#### Rows from a pointing dataset:
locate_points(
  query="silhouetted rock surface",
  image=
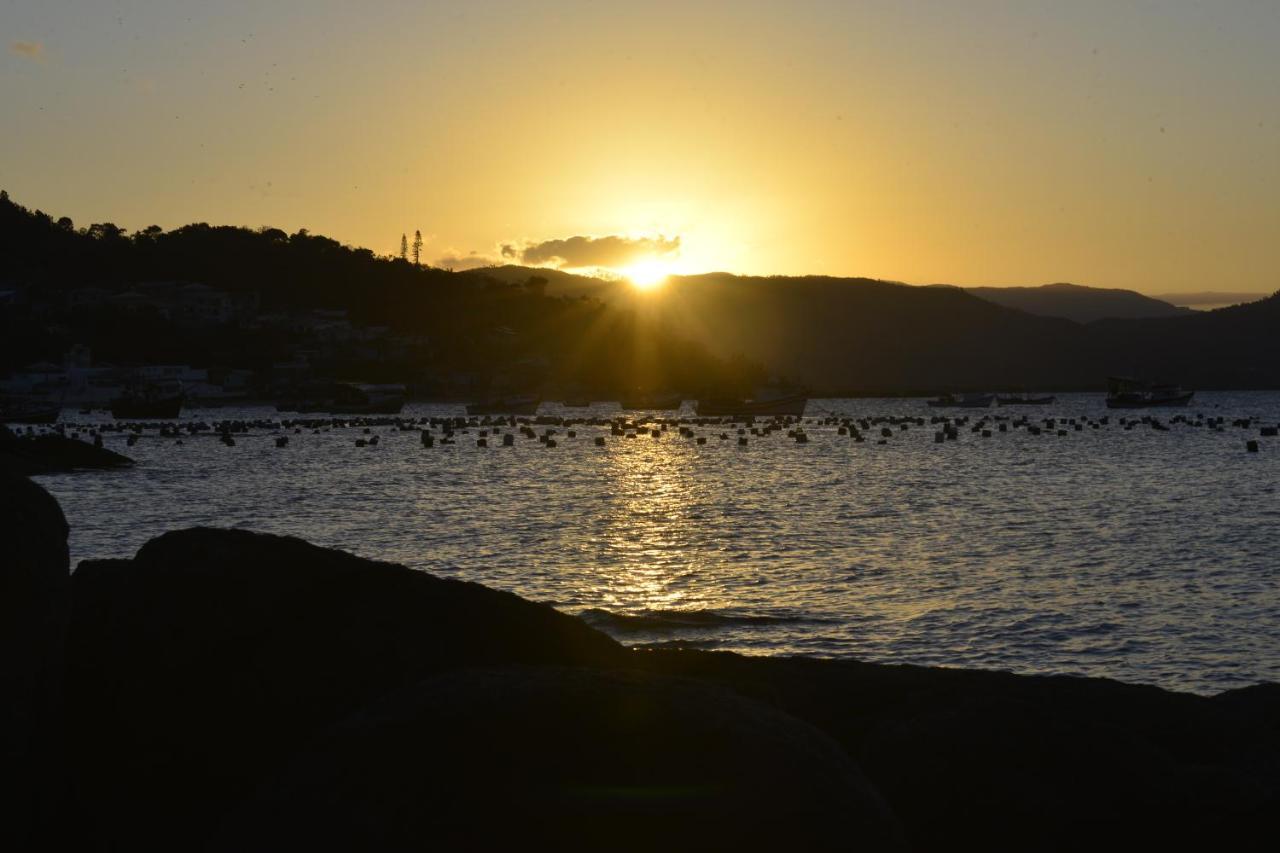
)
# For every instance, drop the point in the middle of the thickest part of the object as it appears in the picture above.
(981, 760)
(54, 454)
(214, 655)
(278, 694)
(567, 758)
(33, 603)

#### Exercise:
Copy every line of the entries above verbatim, omitting the pictures.

#### Solved problem:
locate_points(
  query="silhouetted rock surface",
  image=
)
# For every instance, drop the point in the middle of the thickest part of the object as it appears in the picture above.
(981, 760)
(54, 454)
(214, 655)
(278, 694)
(567, 758)
(33, 603)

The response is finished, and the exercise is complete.